Dom Alberto Soria Jiménez OSB, Los principios de interpretación del motu proprio Summorum Pontificum, Madrid, Cristiandad, 2014, 552 pp.
[Nota de la Redacción: El texto íntegro ha sido publicado con el mismo título del libro reseñado en los Anales de la Fundación Francisco Elías de Tejada XXI (2015), pp. 171-220 (véase aquí la versión publicada)].
Dr. D. Jaime Alcalde Silva
El autor cita como pórtico un párrafo de Joseph Ratzinger tomado de su obra Ser cristiano en la época neopagana (publicado en español por Ediciones Cristiandad en 1996), donde el entonces Prefecto de la Congregación para la Doctrina de la Fe manifestaba que su posición no era de rechazo a la reforma litúrgica posconciliar, sino de defensa de sus rasgos esenciales en la medida que ellos reflejasen la continuidad orgánica del rito, confiando en que llegaría el día de una esperada reforma de la reforma (p. 7). Esta idea le sirve de carta de ruta para abordar su formidable y completa exposición sobre la situación actual del misal de 1962, permitido por el motu proprio Summorum Pontificum como forma extraordinaria del rito romano, y llamada a contribuir al enriquecimiento de la tercera edición típica del misal promulgado por Pablo VI y reformado por Juan Pablo II (GF 9), para contribuir a dar respuesta a esa urgente necesidad que procede de la evangelización y el ecumenismo como es la armónica reconciliación litúrgica en el seno de la Iglesia (p. 19), con la conciencia de que ninguna tradición litúrgica puede agotar por sí sola el insondable Misterio de Cristo (CEC 1201).

▶ Lo que harás:
1. ¿Puedes reescribir de forma más breve el párrafo de la reseña que empieza con «El autor cita como pórtico», conservando sus datos principales?
2. ¿Puedes reproducir literalmente el pasaje de la reseña que va desde "[Nota de la" hasta "la versión publicada)].", este último incluido?

▶ Datos de anotación de ubicación de objetos:
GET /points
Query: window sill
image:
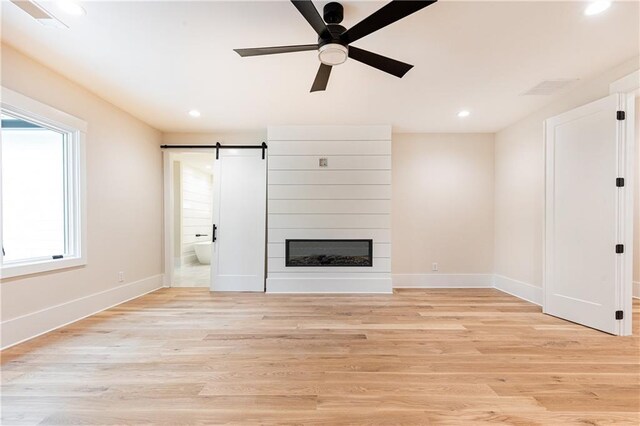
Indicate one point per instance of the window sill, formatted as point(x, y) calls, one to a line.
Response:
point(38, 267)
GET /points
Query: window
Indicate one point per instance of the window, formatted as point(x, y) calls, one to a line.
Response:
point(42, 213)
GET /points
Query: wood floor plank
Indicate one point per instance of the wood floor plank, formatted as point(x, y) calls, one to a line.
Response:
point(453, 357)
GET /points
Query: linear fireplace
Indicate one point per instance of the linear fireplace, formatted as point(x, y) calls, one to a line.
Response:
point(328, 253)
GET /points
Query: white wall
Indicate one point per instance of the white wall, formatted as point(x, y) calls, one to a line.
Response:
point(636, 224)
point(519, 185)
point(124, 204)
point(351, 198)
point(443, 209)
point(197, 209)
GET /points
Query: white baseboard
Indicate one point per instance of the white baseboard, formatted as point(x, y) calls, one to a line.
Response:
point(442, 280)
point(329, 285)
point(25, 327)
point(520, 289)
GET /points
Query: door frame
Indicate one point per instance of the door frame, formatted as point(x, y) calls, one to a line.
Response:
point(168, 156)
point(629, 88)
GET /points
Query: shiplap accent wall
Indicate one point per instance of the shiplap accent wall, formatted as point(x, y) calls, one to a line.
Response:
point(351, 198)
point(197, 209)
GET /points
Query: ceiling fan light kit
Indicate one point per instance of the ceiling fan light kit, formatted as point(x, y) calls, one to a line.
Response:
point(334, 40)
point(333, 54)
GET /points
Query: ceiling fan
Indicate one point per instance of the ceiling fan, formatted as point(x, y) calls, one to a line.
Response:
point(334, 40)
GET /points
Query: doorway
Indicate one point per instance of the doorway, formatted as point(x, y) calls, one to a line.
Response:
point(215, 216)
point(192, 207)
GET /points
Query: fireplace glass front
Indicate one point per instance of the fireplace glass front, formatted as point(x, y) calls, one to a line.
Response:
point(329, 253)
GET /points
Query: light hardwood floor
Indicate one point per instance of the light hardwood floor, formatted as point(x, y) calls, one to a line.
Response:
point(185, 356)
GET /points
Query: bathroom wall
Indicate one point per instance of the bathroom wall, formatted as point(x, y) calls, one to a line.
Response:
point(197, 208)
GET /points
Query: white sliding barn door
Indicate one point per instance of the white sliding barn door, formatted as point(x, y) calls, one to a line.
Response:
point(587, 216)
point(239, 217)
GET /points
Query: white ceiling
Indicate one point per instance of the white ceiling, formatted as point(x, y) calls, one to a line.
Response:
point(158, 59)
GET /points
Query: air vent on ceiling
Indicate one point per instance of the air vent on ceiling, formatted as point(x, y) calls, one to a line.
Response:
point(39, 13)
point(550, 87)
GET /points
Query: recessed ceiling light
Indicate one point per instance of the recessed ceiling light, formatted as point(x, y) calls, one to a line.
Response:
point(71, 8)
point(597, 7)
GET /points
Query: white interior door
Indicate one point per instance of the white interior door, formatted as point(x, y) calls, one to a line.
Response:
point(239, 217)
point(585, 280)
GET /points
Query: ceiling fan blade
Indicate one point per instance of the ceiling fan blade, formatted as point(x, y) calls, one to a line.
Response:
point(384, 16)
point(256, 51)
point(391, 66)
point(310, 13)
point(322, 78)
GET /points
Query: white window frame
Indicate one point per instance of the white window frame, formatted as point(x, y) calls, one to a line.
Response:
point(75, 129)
...
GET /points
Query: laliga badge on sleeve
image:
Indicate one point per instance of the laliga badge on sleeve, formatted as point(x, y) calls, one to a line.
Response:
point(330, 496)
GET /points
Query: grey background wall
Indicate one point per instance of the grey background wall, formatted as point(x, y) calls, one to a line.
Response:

▶ Lista de respuestas:
1. El autor abre con un párrafo de Joseph Ratzinger tomado de Ser cristiano en la época neopagana (Ediciones Cristiandad, 1996). En él, el entonces Prefecto de la Congregación para la Doctrina de la Fe afirmaba que no rechazaba la reforma litúrgica posconciliar. Decía defender sus rasgos esenciales en cuanto reflejaran la continuidad orgánica del rito, a la espera de una reforma de la reforma (p. 7). Esa idea guía su exposición sobre la situación actual del misal de 1962. Summorum Pontificum lo permite como forma extraordinaria del rito romano, y está llamado a enriquecer la tercera edición típica del misal promulgado por Pablo VI y reformado por Juan Pablo II (GF 9). Con ello busca contribuir a la armónica reconciliación litúrgica en la Iglesia, necesidad urgente que procede de la evangelización y el ecumenismo (p. 19). Lo hace consciente de que ninguna tradición litúrgica agota por sí sola el Misterio de Cristo (CEC 1201).

2.
[Nota de la Redacción: El texto íntegro ha sido publicado con el mismo título del libro reseñado en los Anales de la Fundación Francisco Elías de Tejada XXI (2015), pp. 171-220 (véase aquí la versión publicada)].